═══ Page text ═══

Lotus of the Heart > Path of Spirit > Divine Love and the Cross

 
 

A Self-Effusive, Divine Love

The Meaning of the Cross

Jan 9, 2010


Welcome to OneLife Ministries. This site is designed to lead you prayerfully into a heart experience of Divine Presence, Who is Love. While it focuses on Christian teaching, I hope persons of varied faiths will find inspiration here. Indeed, "God" can be whatever image helps us trust in the Sacred, by whatever means Grace touches us each. Please share this ministry with others, and please return soon. There is a new offering daily. And to be placed on the daily OneLife email list, to request notifications of new writings or submit prayer requests, write to briankwilcox@yahoo.com .

Blessings,
Brian Kenneth Wilcox MDiv, MFT, PhD
Interspiritual Pastor-Teacher, Author, Workshop Leader, Spiritual Counselor, and Chaplain.

You are invited to join Brian at his fellowship group on Facebook. The group is called OneLife Ministries – An Interspiritual Contemplative Fellowship. Hope to see you there. Blessings.

SCRIPTURE

But far be it from me to boast except in the cross of our Master Jesus Christ, by which [or, through Whom] the world-system has been crucified to me, and I to the world-system.

*Galatians 6.4

SPIRITUAL TEACHING

Recently, I struggled to decide what gift to give my dearest friend and Soul Companion. I had a gift in mind, and was sure I would give it to her. Yet, during meditation the Holy Spirit kept impressing on me that I was to give her my beloved cross and necklace. This cross was dear to me. And I was befuddled as to why for me to give her the cross. Yet, I gladly obeyed and sent it. Then, I wrote her of what the cross symbolizes to me.

Let us see the cross as a symbol of out-pouring Love. And I want us to see the Cross as not only the manner in which God says “I Love you,” but as the symbol and pattern of the way we love each other in our one God.

The Cross has a different message for different persons. For some, it means this sad image. God was hurt by our sin – many say angry - and for us to be saved from our sinfulness, Jesus had to die to satisfy the justice of this God. This sounds so ultimately egocentric, like a reflection of our own petty grudges and resentments, demanding “payment” before we will forgive.

═══ Data shown ═══

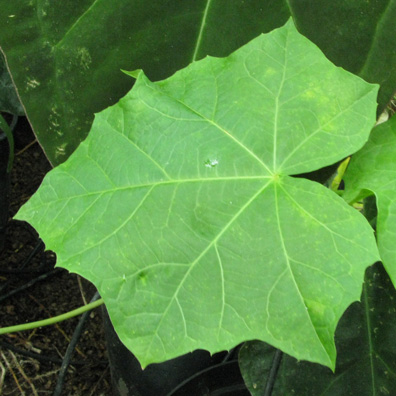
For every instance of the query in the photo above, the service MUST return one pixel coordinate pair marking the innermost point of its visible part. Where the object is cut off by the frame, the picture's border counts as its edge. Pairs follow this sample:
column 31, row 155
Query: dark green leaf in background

═══

• **Written tasks**:
[A] In the page on divine love and the cross, what did the Holy Spirit impress on the writer to give his dearest friend?
[B] Retype the page on divine love and the cross from "A Self-Effusive, Divine" up to and including "Counselor, and Chaplain.".

• **The results**:
[A] His beloved cross and necklace.

[B]
A Self-Effusive, Divine Love

The Meaning of the Cross

Jan 9, 2010


Welcome to OneLife Ministries. This site is designed to lead you prayerfully into a heart experience of Divine Presence, Who is Love. While it focuses on Christian teaching, I hope persons of varied faiths will find inspiration here. Indeed, "God" can be whatever image helps us trust in the Sacred, by whatever means Grace touches us each. Please share this ministry with others, and please return soon. There is a new offering daily. And to be placed on the daily OneLife email list, to request notifications of new writings or submit prayer requests, write to briankwilcox@yahoo.com .

Blessings,
Brian Kenneth Wilcox MDiv, MFT, PhD
Interspiritual Pastor-Teacher, Author, Workshop Leader, Spiritual Counselor, and Chaplain.